(Some records)
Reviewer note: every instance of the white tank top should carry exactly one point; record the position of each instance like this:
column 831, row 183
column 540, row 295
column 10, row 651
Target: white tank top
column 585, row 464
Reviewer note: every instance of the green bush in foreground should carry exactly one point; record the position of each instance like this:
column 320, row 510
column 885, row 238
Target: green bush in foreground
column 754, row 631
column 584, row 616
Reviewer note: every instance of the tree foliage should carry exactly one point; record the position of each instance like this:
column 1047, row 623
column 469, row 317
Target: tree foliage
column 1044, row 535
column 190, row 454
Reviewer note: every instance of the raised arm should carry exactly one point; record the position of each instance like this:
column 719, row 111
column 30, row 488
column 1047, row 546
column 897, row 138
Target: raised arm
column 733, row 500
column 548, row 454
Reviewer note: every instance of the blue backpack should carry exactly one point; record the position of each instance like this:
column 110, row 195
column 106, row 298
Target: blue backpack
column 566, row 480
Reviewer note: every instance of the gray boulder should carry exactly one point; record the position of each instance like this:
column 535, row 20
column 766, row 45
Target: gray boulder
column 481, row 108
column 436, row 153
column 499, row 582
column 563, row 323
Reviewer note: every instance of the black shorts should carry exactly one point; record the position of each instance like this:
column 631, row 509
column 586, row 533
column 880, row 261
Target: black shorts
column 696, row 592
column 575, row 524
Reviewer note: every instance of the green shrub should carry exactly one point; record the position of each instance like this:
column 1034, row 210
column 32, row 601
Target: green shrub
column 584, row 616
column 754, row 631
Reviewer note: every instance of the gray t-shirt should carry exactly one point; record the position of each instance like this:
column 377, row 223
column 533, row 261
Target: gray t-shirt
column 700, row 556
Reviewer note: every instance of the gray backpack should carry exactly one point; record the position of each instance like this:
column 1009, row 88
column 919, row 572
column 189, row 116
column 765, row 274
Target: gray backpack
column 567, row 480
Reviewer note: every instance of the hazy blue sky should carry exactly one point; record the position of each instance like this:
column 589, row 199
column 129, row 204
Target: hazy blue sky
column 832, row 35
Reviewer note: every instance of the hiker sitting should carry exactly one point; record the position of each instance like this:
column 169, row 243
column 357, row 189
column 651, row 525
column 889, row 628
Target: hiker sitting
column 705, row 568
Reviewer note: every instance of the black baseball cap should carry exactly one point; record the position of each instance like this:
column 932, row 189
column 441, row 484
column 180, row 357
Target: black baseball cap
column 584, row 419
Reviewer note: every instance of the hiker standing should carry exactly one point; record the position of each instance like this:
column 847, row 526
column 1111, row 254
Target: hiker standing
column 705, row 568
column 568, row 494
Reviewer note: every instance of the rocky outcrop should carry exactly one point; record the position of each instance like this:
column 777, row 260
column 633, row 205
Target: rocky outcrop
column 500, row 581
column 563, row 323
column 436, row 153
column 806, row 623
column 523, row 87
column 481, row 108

### PROBLEM STATEMENT
Express the data from the line containing "Reviewer note: every instance of the gray backpack" through the line containing "column 584, row 419", both included, as a JSON list of strings with one string per line and no blank lines.

### FINAL RESULT
[
  "Reviewer note: every instance of the gray backpack should carry exactly one point; record the position of each instance like this:",
  "column 1009, row 88",
  "column 919, row 572",
  "column 189, row 116",
  "column 765, row 274",
  "Target: gray backpack",
  "column 567, row 480",
  "Reviewer note: every instance of the hazy blue sky should carry exactly one point; record the position of each instance like this:",
  "column 589, row 199",
  "column 129, row 204",
  "Target: hazy blue sky",
  "column 832, row 35",
  "Reviewer note: every instance of the hiker sitting should carry exactly one point; record the position of each instance like this:",
  "column 169, row 243",
  "column 357, row 189",
  "column 651, row 525",
  "column 889, row 628",
  "Target: hiker sitting",
  "column 705, row 568",
  "Reviewer note: every instance of the black baseball cap should carry exactly one point; record the position of each instance like this:",
  "column 932, row 189",
  "column 441, row 484",
  "column 180, row 357",
  "Target: black baseball cap",
  "column 584, row 419"
]